## Do this
Rewrite all the rows below as a numbered list, leaving out any blank lines.

---------- Data supplied ----------

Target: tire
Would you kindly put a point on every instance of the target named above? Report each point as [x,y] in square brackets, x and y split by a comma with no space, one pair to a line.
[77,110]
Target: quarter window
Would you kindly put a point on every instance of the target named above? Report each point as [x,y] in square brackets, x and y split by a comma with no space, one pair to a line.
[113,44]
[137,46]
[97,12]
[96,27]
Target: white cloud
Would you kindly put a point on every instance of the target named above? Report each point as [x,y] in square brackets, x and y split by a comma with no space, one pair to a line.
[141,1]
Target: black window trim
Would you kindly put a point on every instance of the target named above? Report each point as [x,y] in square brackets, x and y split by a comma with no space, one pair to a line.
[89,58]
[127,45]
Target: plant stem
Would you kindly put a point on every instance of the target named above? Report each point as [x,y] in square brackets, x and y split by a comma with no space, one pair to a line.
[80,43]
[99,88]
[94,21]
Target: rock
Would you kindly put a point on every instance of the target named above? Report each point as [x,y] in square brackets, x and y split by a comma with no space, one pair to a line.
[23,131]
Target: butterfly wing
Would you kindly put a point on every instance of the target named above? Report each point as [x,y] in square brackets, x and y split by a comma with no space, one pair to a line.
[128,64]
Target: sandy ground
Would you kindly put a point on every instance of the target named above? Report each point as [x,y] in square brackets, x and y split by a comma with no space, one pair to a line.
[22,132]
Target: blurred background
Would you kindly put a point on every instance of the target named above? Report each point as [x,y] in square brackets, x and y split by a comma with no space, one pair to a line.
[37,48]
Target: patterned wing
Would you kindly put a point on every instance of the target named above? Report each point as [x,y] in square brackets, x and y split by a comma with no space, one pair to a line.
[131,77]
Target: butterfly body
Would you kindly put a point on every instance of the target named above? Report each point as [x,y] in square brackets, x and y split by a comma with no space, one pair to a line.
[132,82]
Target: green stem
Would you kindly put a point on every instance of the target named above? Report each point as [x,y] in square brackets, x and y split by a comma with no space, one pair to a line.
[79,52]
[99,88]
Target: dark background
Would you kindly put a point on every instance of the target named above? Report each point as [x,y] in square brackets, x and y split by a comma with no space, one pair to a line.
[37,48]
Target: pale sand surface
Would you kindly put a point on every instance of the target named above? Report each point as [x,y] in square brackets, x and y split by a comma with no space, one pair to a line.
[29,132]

----------

## Exercise result
1. Target: tire
2. Would you kindly put a point on every instance of the target named above? Report each point as [x,y] in square brackets, x and y split by a comma with no space, one pair to a line.
3. [77,110]
4. Target: quarter window
5. Would you kindly put a point on every instance of the target named above? Report each point as [x,y] in square brackets, x and y split by a comma with no space, one pair to a line.
6. [113,44]
7. [137,46]
8. [97,12]
9. [96,27]
10. Target: white cloud
11. Would you kindly put a point on every instance of the target named above? Report each point as [x,y] in square brackets, x and y split by a comma with no space, one pair to a line.
12. [141,1]
13. Target: black window trim
14. Would you kindly put a point on every instance of the target named above? Report each point as [x,y] in square brackets, x and y split by a comma with no space, one pair to a line.
15. [89,58]
16. [127,45]
17. Target: plant stem
18. Would you kindly put a point on every instance of the target named above? Report each point as [x,y] in square brackets, x and y split by a comma with no space, one pair to a line.
19. [80,43]
20. [99,88]
21. [94,21]
22. Target: rock
23. Would you kindly put a point on every instance of the target named above? Report each point as [x,y] in square brackets, x and y split by a comma with no space, one pair to a line.
24. [23,131]
25. Target: butterfly wing
26. Would you kindly put a point on every instance of the target named above? Report each point as [x,y] in square brackets, x and y split by a comma with no space, one pair to a line.
27. [128,64]
28. Target: sandy ground
29. Would you kindly put a point on every instance of the target named above? Report each point as [x,y] in square brackets, x and y split by a comma with no space, one pair to a line.
30. [22,132]
31. Target: blurred background
32. Would you kindly put a point on every instance of the target named above? Report each point as [x,y] in square brackets, x and y split by a comma with no space, one pair to a line.
33. [37,48]
34. Target: patterned wing
35. Would you kindly put a point on every instance of the target named above? Report each point as [x,y] in square brackets, x and y split by a comma with no space, one pair to a line.
36. [131,77]
37. Target: butterfly body
38. Would you kindly put a point on every instance of the target named above? Report each point as [x,y] in square brackets, x and y split by a comma with no space, one pair to a line.
39. [132,82]
40. Target: green stem
41. Would you kindly put a point on every instance of the target named above? Report each point as [x,y] in square brackets, x and y split by a comma with no space, one pair to a line.
42. [79,52]
43. [99,88]
44. Target: dark background
45. Would you kindly put a point on every instance of the target named above? Report each point as [x,y] in square brackets, x and y split by a comma with no space, one pair to a line.
46. [37,48]
47. Target: pale sand surface
48. Would you kindly put a point on every instance of the target named above? Report each point as [x,y] in square brackets, x and y split by a comma with no space, one pair to a line.
49. [29,132]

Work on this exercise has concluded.